# EXERCISE INPUTS

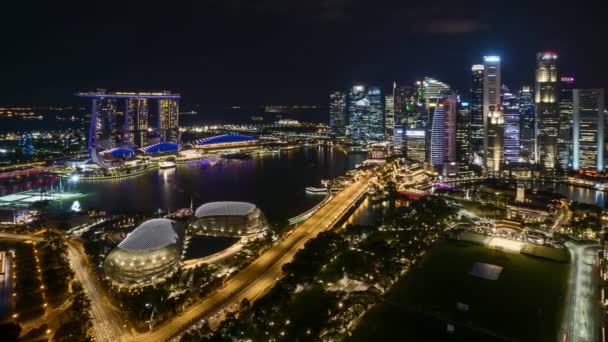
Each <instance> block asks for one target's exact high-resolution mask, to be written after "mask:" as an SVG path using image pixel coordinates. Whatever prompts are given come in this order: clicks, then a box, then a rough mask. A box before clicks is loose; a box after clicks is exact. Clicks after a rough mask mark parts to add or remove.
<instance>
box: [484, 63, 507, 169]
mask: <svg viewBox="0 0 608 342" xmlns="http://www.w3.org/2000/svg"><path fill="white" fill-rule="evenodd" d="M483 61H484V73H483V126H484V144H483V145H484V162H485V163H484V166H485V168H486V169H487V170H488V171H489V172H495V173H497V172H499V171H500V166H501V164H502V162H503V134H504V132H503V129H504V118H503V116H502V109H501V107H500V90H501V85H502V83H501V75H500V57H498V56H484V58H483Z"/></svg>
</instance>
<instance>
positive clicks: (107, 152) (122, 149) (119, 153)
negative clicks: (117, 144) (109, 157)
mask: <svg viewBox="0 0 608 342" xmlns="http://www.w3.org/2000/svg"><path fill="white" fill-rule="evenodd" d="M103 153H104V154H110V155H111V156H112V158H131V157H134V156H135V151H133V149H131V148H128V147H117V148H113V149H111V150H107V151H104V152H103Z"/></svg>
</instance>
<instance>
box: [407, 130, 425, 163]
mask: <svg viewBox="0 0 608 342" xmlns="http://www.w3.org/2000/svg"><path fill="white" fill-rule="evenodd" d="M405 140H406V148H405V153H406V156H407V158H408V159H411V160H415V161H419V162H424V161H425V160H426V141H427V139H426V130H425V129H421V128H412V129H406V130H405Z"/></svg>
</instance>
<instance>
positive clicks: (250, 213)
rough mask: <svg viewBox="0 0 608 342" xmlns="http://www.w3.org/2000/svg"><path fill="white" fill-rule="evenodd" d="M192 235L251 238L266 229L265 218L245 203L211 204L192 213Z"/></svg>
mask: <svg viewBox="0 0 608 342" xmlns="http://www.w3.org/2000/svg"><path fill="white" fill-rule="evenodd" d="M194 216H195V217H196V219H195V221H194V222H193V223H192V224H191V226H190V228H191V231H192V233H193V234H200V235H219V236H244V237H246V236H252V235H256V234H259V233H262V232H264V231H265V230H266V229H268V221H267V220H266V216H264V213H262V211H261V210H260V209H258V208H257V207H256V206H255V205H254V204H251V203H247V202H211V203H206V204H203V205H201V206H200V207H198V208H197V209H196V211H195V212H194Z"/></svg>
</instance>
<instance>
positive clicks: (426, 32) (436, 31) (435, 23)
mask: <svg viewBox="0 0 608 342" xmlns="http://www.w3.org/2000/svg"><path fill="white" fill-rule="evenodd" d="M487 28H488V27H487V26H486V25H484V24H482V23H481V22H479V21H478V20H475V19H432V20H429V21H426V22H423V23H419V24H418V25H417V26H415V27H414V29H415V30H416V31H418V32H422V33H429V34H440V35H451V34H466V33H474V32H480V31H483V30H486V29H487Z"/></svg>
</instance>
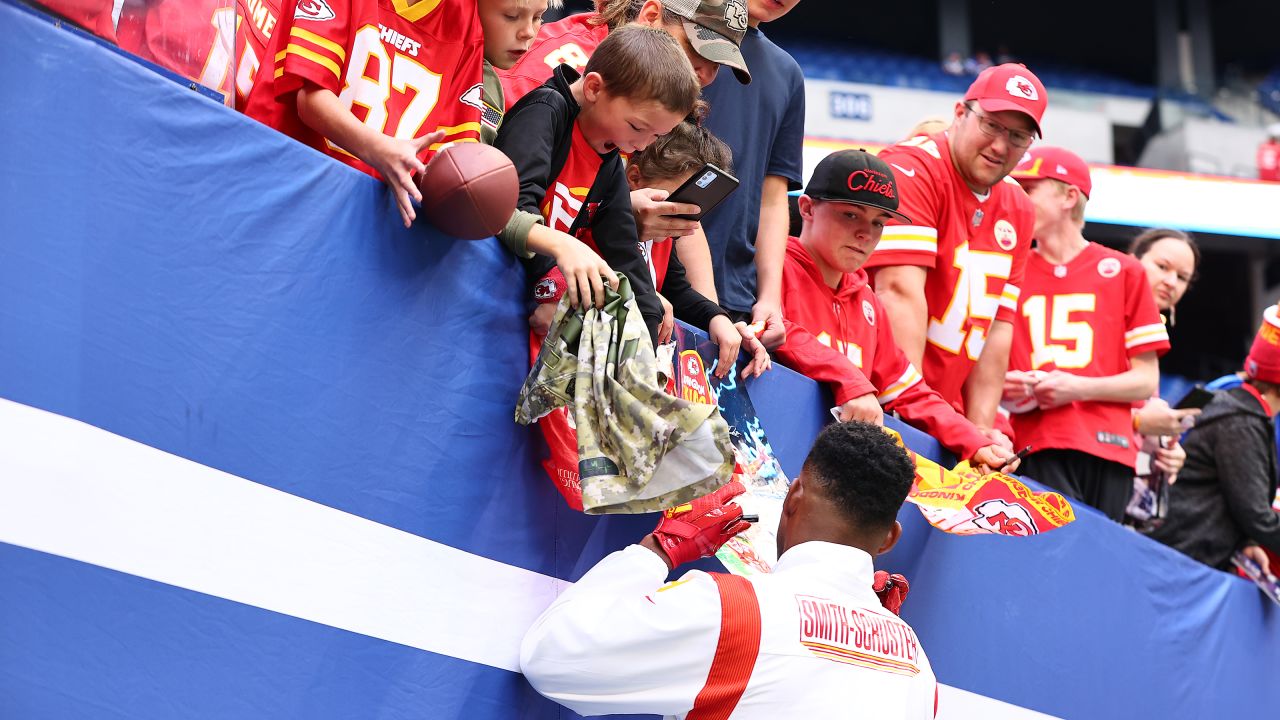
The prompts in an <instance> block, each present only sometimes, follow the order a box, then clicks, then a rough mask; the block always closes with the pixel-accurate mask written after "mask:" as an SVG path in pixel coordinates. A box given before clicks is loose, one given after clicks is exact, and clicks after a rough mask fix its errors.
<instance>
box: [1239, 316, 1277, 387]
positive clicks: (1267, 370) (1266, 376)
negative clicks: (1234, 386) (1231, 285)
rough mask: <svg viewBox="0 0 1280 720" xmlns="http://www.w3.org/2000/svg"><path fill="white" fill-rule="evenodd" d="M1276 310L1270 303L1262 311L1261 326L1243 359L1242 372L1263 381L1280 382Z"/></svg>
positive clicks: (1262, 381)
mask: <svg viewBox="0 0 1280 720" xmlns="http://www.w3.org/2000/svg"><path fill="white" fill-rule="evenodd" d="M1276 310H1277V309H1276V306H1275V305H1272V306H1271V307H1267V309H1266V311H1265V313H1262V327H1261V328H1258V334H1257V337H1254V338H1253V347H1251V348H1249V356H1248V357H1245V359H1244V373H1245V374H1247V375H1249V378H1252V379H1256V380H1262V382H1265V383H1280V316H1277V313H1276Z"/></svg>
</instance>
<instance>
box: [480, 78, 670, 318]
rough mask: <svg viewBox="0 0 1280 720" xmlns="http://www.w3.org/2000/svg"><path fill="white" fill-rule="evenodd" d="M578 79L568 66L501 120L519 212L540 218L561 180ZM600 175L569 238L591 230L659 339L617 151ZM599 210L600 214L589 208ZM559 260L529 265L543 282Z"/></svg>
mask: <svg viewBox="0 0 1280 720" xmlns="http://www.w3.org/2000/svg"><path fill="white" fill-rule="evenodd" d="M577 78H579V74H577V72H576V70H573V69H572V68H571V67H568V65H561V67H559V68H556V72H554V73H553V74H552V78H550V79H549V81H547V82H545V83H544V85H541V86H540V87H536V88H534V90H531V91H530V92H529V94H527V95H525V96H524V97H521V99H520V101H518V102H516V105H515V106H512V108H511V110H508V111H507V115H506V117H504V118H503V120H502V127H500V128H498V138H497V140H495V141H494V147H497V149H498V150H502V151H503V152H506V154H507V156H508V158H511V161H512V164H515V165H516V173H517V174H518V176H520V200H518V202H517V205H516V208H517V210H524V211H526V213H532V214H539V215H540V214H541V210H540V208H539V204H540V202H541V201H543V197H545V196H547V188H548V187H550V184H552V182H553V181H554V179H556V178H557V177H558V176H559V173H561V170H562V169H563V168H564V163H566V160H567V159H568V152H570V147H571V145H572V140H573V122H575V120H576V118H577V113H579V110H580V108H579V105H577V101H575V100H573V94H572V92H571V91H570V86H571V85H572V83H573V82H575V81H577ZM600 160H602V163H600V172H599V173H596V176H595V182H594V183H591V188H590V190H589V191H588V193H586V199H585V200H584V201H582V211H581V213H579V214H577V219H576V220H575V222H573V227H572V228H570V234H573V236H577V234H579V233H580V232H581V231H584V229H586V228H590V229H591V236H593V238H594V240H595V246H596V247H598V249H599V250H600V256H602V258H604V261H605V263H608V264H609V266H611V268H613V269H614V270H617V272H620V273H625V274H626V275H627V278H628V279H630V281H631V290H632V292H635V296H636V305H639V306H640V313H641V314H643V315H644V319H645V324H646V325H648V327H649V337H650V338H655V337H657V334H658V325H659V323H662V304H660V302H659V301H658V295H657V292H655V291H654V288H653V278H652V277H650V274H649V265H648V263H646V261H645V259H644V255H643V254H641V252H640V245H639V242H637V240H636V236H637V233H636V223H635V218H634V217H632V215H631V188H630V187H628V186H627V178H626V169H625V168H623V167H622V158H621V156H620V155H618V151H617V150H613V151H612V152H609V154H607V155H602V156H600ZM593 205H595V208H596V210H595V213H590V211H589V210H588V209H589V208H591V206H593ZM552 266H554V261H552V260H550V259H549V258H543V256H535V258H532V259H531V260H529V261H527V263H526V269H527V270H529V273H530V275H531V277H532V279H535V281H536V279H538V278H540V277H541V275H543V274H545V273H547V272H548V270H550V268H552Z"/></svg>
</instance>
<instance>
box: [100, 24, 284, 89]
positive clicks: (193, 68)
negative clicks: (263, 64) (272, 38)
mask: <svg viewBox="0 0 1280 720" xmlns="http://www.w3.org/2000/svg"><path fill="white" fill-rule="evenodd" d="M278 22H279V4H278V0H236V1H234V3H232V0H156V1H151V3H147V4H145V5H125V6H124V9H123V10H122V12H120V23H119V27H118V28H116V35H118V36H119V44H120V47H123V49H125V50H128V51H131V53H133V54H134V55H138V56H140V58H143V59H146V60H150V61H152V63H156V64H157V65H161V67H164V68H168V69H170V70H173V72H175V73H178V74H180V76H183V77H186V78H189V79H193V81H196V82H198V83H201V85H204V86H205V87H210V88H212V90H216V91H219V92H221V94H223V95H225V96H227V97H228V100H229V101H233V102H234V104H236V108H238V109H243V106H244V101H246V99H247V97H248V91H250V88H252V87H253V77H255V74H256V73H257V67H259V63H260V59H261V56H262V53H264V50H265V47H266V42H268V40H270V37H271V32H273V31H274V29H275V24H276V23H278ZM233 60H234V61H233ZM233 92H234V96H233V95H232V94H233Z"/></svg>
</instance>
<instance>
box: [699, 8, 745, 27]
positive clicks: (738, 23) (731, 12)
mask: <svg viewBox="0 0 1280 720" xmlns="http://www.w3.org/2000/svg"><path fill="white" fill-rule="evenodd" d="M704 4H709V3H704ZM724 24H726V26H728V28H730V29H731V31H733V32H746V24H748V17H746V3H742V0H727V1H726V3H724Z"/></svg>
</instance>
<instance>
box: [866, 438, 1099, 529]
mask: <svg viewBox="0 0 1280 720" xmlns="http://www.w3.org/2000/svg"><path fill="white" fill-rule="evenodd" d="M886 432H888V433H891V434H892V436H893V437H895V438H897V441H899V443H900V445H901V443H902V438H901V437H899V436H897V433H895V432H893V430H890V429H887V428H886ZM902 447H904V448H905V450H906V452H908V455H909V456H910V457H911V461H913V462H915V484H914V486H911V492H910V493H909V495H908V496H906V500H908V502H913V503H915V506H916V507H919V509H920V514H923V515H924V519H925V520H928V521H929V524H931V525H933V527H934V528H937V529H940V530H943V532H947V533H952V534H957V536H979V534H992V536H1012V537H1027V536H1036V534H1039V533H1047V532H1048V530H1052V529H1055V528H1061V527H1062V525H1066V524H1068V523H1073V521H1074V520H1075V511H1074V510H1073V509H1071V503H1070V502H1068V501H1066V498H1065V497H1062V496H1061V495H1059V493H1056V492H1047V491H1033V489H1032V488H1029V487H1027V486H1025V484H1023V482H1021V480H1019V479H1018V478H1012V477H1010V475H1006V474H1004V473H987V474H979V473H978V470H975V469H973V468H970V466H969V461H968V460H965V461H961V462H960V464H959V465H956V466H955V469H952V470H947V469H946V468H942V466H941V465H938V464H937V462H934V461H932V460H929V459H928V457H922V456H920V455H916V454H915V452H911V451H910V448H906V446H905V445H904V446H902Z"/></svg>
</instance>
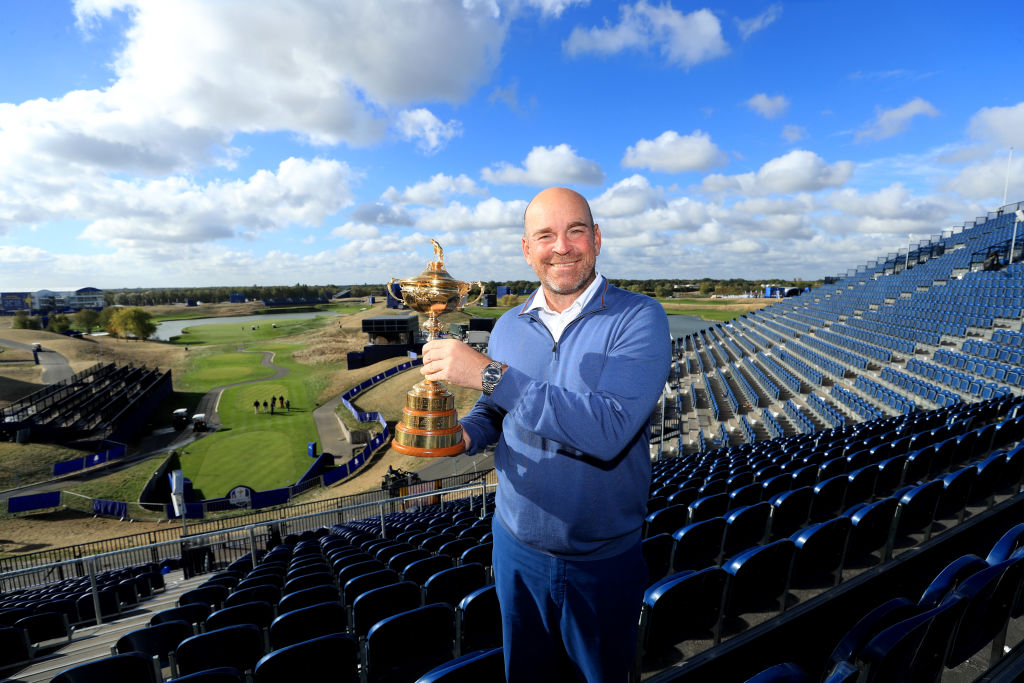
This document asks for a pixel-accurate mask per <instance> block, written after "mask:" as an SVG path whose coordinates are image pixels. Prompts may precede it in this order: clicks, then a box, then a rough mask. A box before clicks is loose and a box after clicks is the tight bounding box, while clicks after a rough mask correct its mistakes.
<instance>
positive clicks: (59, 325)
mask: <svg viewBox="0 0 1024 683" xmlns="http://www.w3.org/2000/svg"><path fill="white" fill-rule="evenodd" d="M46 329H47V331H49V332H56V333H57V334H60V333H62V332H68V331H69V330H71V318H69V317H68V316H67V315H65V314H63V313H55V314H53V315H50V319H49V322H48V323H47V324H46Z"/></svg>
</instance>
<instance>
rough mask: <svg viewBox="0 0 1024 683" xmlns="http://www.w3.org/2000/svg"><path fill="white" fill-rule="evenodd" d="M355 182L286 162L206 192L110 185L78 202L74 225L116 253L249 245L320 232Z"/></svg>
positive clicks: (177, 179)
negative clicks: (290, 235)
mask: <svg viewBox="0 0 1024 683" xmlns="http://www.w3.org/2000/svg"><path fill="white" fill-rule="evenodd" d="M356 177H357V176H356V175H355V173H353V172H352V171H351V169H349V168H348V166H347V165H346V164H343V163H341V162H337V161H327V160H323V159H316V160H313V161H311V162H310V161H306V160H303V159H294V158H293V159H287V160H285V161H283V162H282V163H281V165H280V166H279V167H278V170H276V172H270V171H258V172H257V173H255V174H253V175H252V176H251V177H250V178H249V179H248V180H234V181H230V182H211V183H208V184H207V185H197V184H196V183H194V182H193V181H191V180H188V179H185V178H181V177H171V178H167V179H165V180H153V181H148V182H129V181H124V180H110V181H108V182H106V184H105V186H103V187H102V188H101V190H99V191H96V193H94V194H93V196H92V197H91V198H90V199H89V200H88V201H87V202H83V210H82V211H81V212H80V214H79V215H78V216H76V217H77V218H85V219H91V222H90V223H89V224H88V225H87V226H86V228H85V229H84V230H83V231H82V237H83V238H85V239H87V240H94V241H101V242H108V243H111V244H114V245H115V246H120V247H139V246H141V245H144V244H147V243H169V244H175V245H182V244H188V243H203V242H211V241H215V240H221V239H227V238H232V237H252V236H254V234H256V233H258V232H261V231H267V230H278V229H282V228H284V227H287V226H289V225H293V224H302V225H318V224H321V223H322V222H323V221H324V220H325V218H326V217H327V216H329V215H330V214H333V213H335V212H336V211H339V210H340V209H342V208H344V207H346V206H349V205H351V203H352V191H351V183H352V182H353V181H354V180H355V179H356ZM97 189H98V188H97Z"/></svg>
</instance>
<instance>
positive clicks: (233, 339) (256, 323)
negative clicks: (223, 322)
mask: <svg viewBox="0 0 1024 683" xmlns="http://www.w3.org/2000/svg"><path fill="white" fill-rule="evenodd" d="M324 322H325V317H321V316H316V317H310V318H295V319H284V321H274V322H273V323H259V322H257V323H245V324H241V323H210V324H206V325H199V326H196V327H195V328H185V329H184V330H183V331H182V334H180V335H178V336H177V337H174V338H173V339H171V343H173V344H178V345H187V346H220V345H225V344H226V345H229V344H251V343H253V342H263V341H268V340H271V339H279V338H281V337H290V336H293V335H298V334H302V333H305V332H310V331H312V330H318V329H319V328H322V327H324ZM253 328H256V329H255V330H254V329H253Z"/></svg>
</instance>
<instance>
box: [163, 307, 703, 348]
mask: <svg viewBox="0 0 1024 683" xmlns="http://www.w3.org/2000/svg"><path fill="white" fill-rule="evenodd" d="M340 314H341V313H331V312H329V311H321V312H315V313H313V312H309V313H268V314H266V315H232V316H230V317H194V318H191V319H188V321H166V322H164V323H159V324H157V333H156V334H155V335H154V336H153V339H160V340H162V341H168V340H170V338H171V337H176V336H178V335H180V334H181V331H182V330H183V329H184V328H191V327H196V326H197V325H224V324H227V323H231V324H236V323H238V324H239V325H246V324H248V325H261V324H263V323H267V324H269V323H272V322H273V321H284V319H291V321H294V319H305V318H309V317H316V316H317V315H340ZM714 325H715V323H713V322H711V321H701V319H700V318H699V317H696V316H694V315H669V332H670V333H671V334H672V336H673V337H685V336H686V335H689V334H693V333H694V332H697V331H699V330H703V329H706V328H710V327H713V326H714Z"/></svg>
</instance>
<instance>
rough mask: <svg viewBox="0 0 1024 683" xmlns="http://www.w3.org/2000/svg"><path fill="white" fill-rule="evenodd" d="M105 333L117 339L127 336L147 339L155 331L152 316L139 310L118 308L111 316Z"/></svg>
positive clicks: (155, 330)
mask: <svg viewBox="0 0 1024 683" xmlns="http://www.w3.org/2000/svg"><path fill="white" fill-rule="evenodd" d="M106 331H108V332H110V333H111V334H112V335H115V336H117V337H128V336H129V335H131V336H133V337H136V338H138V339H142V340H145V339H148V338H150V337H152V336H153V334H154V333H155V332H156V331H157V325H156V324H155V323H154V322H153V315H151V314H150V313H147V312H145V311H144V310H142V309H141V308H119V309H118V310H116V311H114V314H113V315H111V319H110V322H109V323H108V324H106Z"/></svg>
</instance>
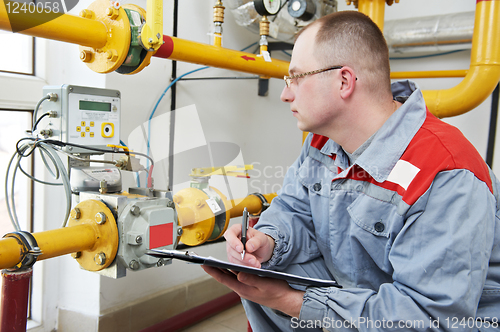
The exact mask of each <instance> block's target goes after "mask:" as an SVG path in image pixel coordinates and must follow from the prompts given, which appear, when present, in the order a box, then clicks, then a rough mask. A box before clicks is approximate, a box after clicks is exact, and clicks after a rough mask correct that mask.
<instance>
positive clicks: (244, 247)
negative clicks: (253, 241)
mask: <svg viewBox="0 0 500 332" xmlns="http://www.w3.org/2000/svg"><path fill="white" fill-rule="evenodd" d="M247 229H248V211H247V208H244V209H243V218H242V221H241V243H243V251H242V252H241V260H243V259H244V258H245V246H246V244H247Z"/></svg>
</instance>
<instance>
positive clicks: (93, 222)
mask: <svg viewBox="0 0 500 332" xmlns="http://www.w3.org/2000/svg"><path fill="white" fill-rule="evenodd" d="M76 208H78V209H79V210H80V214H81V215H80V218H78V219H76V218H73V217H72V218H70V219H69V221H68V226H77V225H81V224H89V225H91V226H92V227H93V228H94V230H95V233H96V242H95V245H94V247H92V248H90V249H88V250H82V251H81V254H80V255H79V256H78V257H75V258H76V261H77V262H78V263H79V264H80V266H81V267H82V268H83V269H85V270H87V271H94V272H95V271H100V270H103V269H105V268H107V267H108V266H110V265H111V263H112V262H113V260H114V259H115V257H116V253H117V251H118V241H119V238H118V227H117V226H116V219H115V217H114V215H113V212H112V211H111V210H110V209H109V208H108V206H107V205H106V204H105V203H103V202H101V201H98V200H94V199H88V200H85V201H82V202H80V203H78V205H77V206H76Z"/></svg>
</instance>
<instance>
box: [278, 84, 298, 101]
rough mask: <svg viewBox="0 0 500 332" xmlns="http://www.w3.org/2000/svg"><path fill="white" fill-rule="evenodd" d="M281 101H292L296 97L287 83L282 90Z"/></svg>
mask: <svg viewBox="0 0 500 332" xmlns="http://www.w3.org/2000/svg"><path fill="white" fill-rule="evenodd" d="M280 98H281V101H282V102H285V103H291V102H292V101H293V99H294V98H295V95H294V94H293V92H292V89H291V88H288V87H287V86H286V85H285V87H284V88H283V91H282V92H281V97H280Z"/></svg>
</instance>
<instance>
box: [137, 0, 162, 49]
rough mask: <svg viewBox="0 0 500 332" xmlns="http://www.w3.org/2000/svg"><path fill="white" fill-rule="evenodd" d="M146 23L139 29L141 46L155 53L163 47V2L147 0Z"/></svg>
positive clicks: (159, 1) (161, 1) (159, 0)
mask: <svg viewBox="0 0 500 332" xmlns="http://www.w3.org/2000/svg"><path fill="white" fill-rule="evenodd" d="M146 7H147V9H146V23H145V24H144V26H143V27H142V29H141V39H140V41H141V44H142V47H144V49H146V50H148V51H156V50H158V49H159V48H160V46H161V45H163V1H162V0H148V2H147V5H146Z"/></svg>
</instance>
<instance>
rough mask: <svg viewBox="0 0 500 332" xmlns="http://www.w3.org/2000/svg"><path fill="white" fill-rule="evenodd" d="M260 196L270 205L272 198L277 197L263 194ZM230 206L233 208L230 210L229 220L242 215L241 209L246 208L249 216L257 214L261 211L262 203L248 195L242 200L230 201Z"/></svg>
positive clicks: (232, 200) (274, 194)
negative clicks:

# EXERCISE
Would you copy out exactly the lines above that start at the one containing "negative clicks: (1234, 386) (1231, 285)" and end at the one containing "310L1270 303L1262 311L1261", inclusive?

# EXERCISE OUTPUT
negative clicks: (1234, 386) (1231, 285)
rough mask: <svg viewBox="0 0 1280 720" xmlns="http://www.w3.org/2000/svg"><path fill="white" fill-rule="evenodd" d="M1276 310L1270 303L1262 311L1261 326L1243 359L1242 372L1263 381L1280 382Z"/></svg>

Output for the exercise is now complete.